#### 作业要求 1
照原文抄写这篇讲 block_table 缓存优化的文章中从“另外,为了方便用 Nsight Systems”起、到“InferenceSession 增加 get_paged_block_table_row_cpu()”为止(含这一处)的内容。
#### 作业要求 2
把这篇讲 block_table 缓存优化的文章中以“所以这次 mini PR 做一件事”开头的段落改写成要点列表,保留其主要事实。
#### 作业要求 3
接着这篇讲 block_table 按 session 缓存的技术文章的结尾往下续写。

#### 所给文本
********************

3 minute read

上一版(Paged Attention Fast Path)把 paged decode 里不必要的 attention_mask 构建挪走了,同时把 block_tables 的 H2D copy 合并成一次 async。

但 decode 压起来后(更大 batch、更长 decode),build_block_tables 这段仍然会在每一步做很多重复工作:每一层、每一轮都在从 Python list 重新构建 rows

而事实上,block_table 的语义是“逻辑块 -> 物理块”的映射,它不会每一步都变:

  • 大部分 token 只是写进当前 block(KVBlockInfo.length += 1),block_ids_per_layer[layer] 不变
  • 只有在 block 边界(每 64 token)或 COW(prefix cache 共享最后一块)时才会变化

所以这次 mini PR 做一件事:按 session 缓存每一层的 block_table row,只有 block_ids 发生变化时才重算 row;每一步只做一次 torch.stack(..., out=...) 把这一批 session 的 rows 拼成 [B, max_blocks]

另外,为了方便用 Nsight Systems 看 timeline,我也在关键路径上加了可选 NVTX range(默认关闭)。

代码变更

roseinfer/engine.py

  1. 新增 _maybe_nvtx_range(由 ROSEINFER_NVTX=1 开关控制)。
  2. InferenceSession 增加 get_paged_block_table_row_cpu()
    • cache 维度:[num_layers][max_blocks_per_seq],dtype=int32,CPU
    • signature:(len(block_ids), last_block_id),变化时才重算 row
  3. build_block_tables 不再从 Python list 生成 rows,改成收集 row tensor,然后 torch.stack(..., out=block_tables_cpu[layer, :B])
diff --git a/rosellm/roseinfer/engine.py b/rosellm/roseinfer/engine.py
index 1479d17..e7454a6 100644
--- a/rosellm/roseinfer/engine.py
+++ b/rosellm/roseinfer/engine.py
@@ -1,4 +1,6 @@
+import os
 from collections import OrderedDict, deque
+from contextlib import contextmanager
@@
+@contextmanager
+def _maybe_nvtx_range(name: str, enabled: bool) -> Iterator[None]:
+    if enabled:
+        torch.cuda.nvtx.range_push(name)
+        try:
+            yield
+        finally:
+            torch.cuda.nvtx.range_pop()
+    else:
+        yield
@@
             if self.use_paged_attention:
                 from rosellm.rosetrainer.paged_attention import PagedKVCache

+                nvtx = device.type == "cuda" and os.environ.get("ROSEINFER_NVTX") == "1"
                 ...

********************

#### 所给数据行
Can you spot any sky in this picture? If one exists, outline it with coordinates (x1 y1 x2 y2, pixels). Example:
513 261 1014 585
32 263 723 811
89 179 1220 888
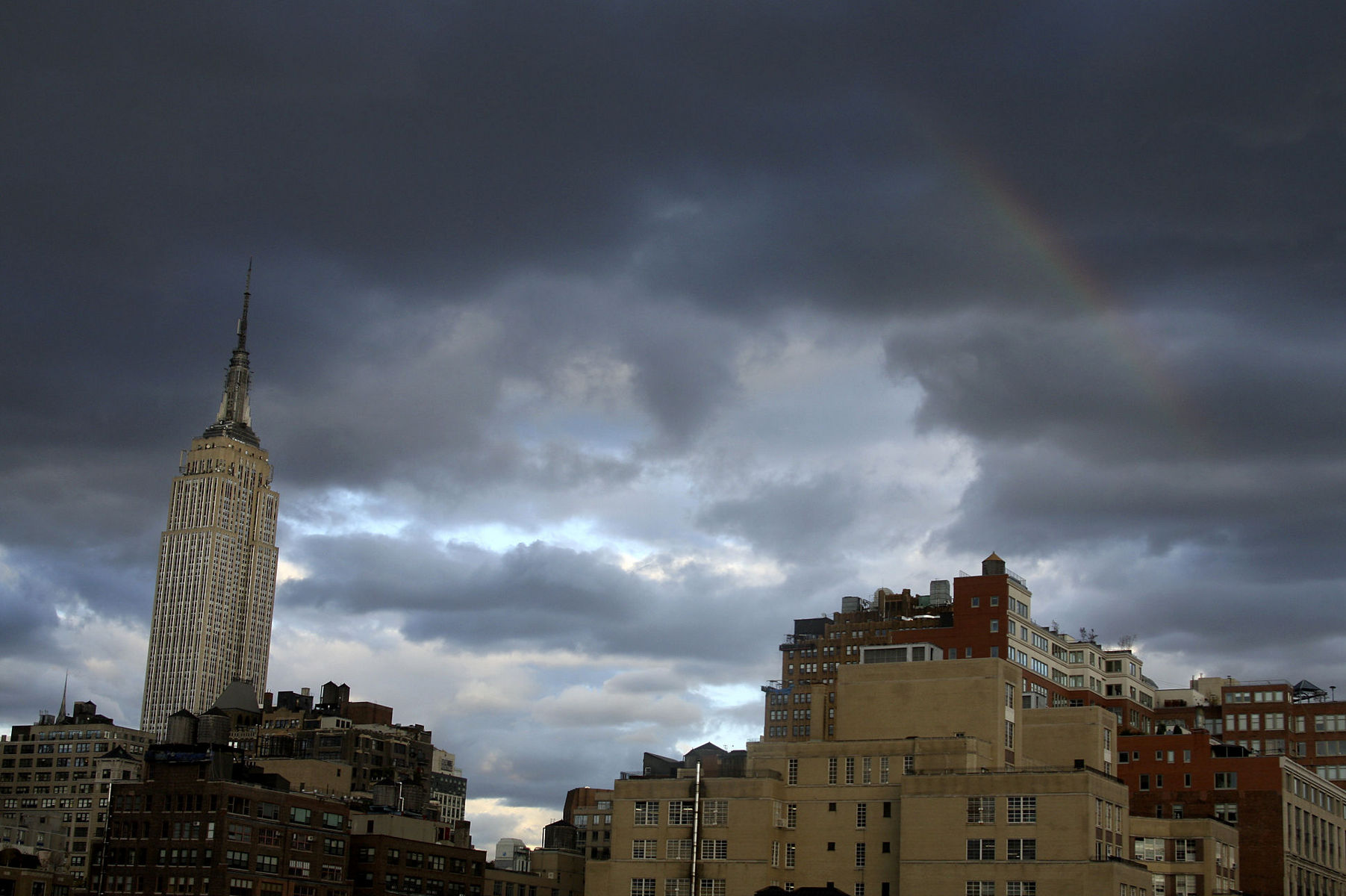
0 0 1346 847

********************

#### 参考答案 1
另外,为了方便用 Nsight Systems 看 timeline,我也在关键路径上加了可选 NVTX range(默认关闭)。

代码变更

roseinfer/engine.py

  1. 新增 _maybe_nvtx_range(由 ROSEINFER_NVTX=1 开关控制)。
  2. InferenceSession 增加 get_paged_block_table_row_cpu()

#### 参考答案 2
- 本次 mini PR 只做一件事:按 session 缓存每一层的 block_table row。
- 只有 block_ids 发生变化时才重算 row。
- 每一步只做一次 torch.stack(..., out=...),把这一批 session 的 rows 拼成 [B, max_blocks]。

#### 参考答案 3
-                with record_function("roseinfer.decode_step_sessions.build_block_tables"):
+                with _maybe_nvtx_range(
+                    "roseinfer.decode_step_sessions.build_block_tables",
+                    nvtx,
+                ), record_function("roseinfer.decode_step_sessions.build_block_tables"):
                     for layer_idx in range(num_layers):
                         offset = layer_idx * max_blocks_per_layer
-                        rows: list[list[int]] = []
-                        for idx, sess in enumerate(sessions):
-                            ids = sess.block_ids_per_layer[layer_idx]
-                            ...
-                            rows.append(physical)
-                        tmp = torch.tensor(rows, dtype=torch.int32)
-                        block_tables_cpu[layer_idx, :batch_size].copy_(tmp)
+                        rows = [
+                            sess.get_paged_block_table_row_cpu(
+                                layer_idx=layer_idx,
+                                offset=offset,
+                            )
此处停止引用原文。